═══ RECORD EXTRACTS ═══

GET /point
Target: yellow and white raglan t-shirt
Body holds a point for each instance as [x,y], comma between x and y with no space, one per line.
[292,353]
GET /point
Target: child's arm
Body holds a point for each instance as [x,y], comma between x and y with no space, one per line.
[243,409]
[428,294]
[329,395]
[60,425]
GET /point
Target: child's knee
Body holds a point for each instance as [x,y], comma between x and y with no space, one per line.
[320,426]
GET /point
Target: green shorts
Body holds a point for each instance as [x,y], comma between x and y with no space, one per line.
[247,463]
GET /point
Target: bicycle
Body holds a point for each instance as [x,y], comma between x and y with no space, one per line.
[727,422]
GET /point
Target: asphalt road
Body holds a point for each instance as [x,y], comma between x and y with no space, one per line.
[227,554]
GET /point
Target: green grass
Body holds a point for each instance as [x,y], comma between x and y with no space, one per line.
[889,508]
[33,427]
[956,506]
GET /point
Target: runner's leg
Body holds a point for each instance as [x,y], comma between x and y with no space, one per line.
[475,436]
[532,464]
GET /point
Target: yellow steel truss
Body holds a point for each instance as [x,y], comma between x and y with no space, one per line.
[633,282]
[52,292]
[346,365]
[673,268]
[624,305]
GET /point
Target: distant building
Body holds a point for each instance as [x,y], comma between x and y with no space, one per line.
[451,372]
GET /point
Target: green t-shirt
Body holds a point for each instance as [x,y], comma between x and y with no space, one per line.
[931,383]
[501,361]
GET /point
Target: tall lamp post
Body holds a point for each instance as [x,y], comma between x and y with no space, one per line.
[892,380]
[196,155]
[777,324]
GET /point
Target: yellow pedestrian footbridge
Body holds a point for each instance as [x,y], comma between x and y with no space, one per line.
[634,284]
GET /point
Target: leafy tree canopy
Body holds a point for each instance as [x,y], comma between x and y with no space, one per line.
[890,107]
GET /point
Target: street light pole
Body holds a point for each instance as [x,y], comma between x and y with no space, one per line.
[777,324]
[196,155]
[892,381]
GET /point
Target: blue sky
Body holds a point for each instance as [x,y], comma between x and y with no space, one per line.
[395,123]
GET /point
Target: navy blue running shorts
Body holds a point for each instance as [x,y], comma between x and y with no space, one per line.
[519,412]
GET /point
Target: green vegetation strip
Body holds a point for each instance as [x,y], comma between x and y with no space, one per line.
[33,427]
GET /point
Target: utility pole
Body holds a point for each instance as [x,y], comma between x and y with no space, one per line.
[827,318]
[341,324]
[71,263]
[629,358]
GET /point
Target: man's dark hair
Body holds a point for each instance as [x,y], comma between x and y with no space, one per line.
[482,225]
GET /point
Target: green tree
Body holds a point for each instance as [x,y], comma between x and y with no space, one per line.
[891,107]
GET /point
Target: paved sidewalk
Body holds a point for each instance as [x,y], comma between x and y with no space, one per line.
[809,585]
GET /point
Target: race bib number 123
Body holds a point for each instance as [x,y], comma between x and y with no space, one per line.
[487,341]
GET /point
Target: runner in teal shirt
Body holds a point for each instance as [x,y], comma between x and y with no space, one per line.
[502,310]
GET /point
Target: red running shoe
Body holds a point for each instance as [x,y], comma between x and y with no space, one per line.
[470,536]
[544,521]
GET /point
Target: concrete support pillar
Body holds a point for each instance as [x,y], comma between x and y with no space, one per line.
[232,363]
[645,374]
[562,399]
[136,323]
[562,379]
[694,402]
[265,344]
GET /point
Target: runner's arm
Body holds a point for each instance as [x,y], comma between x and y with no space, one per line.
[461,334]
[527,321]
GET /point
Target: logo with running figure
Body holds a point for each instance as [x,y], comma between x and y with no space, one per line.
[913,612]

═══
═══ RECORD EXTRACTS ═══

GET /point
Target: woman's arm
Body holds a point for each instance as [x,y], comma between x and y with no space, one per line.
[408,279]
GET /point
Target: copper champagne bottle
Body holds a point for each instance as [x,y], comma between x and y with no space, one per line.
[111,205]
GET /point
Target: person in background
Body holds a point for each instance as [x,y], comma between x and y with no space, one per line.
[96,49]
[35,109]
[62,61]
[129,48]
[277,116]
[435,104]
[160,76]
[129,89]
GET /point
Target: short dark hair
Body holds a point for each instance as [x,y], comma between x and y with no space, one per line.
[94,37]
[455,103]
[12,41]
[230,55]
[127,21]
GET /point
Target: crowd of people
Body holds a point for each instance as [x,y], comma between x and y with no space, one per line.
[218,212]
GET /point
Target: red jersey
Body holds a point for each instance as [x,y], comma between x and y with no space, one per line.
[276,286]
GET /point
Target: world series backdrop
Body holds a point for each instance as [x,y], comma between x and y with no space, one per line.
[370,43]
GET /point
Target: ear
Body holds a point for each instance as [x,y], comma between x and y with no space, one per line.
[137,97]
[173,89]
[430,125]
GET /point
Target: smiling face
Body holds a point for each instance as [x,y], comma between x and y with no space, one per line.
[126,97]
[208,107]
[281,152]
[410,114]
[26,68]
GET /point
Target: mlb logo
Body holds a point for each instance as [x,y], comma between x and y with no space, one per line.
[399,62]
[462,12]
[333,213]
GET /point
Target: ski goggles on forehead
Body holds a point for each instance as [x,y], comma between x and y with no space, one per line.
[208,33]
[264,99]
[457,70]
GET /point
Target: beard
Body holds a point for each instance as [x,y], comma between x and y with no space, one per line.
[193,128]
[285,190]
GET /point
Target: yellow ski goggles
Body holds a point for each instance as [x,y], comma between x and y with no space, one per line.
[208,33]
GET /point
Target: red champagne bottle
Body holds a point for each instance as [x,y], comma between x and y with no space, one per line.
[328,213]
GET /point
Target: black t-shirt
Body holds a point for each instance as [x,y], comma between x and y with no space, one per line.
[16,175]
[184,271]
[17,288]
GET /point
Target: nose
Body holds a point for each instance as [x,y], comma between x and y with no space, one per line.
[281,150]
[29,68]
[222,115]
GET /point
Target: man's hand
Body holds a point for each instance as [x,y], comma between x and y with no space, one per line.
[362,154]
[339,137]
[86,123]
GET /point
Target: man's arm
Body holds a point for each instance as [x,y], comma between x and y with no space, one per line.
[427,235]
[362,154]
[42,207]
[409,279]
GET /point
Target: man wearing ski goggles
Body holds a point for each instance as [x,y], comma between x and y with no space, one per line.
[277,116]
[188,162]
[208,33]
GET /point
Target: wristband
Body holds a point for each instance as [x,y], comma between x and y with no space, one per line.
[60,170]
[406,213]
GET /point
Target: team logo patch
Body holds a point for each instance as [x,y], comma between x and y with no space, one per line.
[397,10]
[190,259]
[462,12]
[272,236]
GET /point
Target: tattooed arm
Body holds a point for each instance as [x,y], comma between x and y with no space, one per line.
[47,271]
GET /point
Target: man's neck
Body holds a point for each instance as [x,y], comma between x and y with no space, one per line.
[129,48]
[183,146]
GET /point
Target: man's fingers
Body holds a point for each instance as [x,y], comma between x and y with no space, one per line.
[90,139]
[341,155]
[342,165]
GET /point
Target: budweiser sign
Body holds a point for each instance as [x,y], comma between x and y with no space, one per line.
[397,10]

═══

** WHAT TO WORK ON **
Gather each line from the entries above that contains the word "runner" and copy it unchanged. Case counts.

** OUTPUT OF THE TASK **
Target: runner's leg
Target: runner in teal shirt
Target: runner's arm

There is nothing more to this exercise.